- _TEXTE FOURNI_
§ §

Le sort des 10 accusés dans le cadre du procès en assises des disparus du Novotel est connu. Deux mois après l’ouverture des assises au tribunal de Yopougon, l’arrêt a été rendu par le président Mourlaye Cissoko dans la nuit du jeudi 14 au vendredi 15 avril 2017 à minuit .
Au banc des accusés pour 4 chefs d’accusation, 6 personnes ont fait l’objet d’une condamnation d’emprisonnement. Il s’agit du général Dogbo Blé Brunot qui écope de 18 ans d’emprisonnement. Les colonels Ohoukou Mody et Aby Jean quant à eux écopent de 20 ans d’emprisonnement. Guehi Bleka prend 10 ans et Yoro Tapeko Max Landry, le seul civil écope de 6 ans de prison. Le tribunal a déclaré non coupables Sery Joseph, Zazou Koffi, Don Joël, Koffi Félix Houphouët et a prononcé leur acquittement.
[ Maitre Gohi Bi Raoul, avocat de la défense : ] « La Cour d’assises ne connaît pas les règles qui régissent son fonctionnement »

§ §

- _ENTRÉES RÉPERTORIÉES_
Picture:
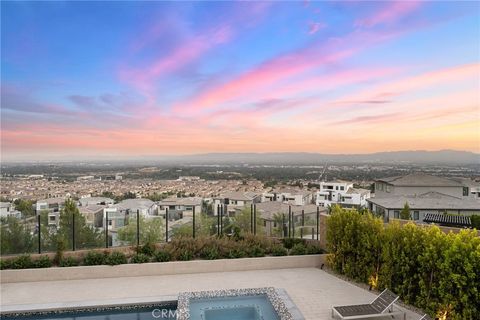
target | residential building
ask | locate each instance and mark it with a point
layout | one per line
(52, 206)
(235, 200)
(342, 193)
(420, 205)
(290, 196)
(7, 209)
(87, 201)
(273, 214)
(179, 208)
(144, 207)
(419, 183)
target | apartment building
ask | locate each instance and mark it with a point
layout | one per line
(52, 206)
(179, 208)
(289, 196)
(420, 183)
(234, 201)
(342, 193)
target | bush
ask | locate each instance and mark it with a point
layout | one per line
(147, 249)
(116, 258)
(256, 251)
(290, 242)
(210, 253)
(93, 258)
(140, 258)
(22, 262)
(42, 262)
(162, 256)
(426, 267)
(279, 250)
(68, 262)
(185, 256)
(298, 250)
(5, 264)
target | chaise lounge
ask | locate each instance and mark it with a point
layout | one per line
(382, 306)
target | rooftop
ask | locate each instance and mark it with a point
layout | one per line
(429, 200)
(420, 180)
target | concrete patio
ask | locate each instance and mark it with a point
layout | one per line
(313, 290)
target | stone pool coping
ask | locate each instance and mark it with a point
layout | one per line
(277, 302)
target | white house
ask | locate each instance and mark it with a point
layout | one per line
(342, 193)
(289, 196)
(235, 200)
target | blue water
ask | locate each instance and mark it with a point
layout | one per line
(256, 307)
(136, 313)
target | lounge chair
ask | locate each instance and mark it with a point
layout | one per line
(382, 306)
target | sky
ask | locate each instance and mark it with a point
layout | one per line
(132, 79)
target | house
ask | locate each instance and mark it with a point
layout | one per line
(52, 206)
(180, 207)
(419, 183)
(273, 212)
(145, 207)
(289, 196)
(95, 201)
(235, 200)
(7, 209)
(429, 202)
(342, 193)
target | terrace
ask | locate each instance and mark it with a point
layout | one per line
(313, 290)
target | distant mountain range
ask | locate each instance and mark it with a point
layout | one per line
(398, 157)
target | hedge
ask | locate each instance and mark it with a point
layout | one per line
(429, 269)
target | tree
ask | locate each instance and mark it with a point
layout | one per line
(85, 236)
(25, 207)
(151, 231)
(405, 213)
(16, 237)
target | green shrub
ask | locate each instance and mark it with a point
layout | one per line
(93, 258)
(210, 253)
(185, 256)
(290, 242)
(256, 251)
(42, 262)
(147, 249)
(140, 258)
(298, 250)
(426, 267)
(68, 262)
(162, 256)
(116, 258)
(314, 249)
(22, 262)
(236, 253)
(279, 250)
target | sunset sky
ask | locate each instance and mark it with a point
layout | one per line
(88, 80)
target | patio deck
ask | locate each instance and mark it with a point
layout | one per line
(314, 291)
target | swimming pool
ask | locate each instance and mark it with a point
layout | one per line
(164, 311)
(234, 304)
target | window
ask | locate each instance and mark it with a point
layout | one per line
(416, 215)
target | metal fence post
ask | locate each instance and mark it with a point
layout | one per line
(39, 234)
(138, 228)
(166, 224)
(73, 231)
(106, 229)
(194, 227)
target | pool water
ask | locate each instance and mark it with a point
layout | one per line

§ §

- _CONSIGNE 1_
Répondez à ces questions sur l'article consacré au procès des disparus du Novotel :
(a) Dans quel tribunal les assises se sont-elles ouvertes ?
(b) À combien d'années d'emprisonnement le général Dogbo Blé Brunot a-t-il été condamné ?
(c) Qui est le seul civil parmi les condamnés, et quelle peine a-t-il reçue ?
- _CONSIGNE 2_
Recopiez l'extrait de l'article consacré au procès des disparus du Novotel situé entre « Le sort des » et « prononcé leur acquittement. », ces deux passages inclus.

- _RÉPONSE 1_
(a) Au tribunal de Yopougon.
(b) À 18 ans d'emprisonnement.
(c) Yoro Tapeko Max Landry, condamné à 6 ans de prison.

- _RÉPONSE 2_
Le sort des 10 accusés dans le cadre du procès en assises des disparus du Novotel est connu. Deux mois après l’ouverture des assises au tribunal de Yopougon, l’arrêt a été rendu par le président Mourlaye Cissoko dans la nuit du jeudi 14 au vendredi 15 avril 2017 à minuit .
Au banc des accusés pour 4 chefs d’accusation, 6 personnes ont fait l’objet d’une condamnation d’emprisonnement. Il s’agit du général Dogbo Blé Brunot qui écope de 18 ans d’emprisonnement. Les colonels Ohoukou Mody et Aby Jean quant à eux écopent de 20 ans d’emprisonnement. Guehi Bleka prend 10 ans et Yoro Tapeko Max Landry, le seul civil écope de 6 ans de prison. Le tribunal a déclaré non coupables Sery Joseph, Zazou Koffi, Don Joël, Koffi Félix Houphouët et a prononcé leur acquittement.